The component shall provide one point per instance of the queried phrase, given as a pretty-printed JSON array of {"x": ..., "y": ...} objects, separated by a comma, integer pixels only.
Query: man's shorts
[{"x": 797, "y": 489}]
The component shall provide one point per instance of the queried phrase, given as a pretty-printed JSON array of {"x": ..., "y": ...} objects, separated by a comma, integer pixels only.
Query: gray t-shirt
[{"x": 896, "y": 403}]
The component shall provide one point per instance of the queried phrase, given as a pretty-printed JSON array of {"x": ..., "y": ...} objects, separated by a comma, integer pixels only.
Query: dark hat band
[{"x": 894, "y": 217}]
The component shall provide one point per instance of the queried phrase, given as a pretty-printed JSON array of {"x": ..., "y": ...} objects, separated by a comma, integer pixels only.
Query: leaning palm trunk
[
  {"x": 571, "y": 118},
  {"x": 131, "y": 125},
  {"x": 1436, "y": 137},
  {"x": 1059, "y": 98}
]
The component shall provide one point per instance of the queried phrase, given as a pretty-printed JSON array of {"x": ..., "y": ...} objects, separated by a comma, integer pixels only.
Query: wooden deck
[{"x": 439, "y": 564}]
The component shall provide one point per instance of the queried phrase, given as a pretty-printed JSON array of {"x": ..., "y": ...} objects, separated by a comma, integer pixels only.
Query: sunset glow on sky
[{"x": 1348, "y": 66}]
......
## Work to be completed
Copy out the whole listing exactly; please set it all down.

## Written solution
The component shall provide one point per instance of the queried phrase, given as a pretty-printed JSON array of {"x": ..., "y": ...} objects, separated by a comma, integer pixels only.
Query: man's shorts
[{"x": 797, "y": 489}]
The component shall provide one point per instance of the queried phrase, given as a pretty-printed JSON array of {"x": ..., "y": ...} objects, separated by a comma, integer pixels only.
Query: gray t-shirt
[{"x": 896, "y": 403}]
The component shall provide one point per instance of the queried phrase, given as a pretty-printed JSON array of {"x": ..., "y": ...} objects, separated by a comma, integer pixels only.
Query: dark hat band
[{"x": 894, "y": 217}]
The component shall provide one point per instance of the queried phrase, given as a pretty-printed JSON array of {"x": ..., "y": ...} objects, separated by a comma, integer pixels only.
Query: leaning palm trunk
[
  {"x": 571, "y": 118},
  {"x": 131, "y": 125},
  {"x": 1436, "y": 137},
  {"x": 1059, "y": 98}
]
The component shall provide one point per instance of the queried phrase, given as a pretty-printed JSON array of {"x": ..., "y": ...} objects, separated by a comma, integer pixels only.
Query: wooden deck
[{"x": 439, "y": 564}]
The component shall provide one point per instance of the queried phrase, given as a pretty-printed JSON array of {"x": ..., "y": ...} objects, separated by a comma, integer pixels only.
Query: sunset glow on sky
[{"x": 1348, "y": 66}]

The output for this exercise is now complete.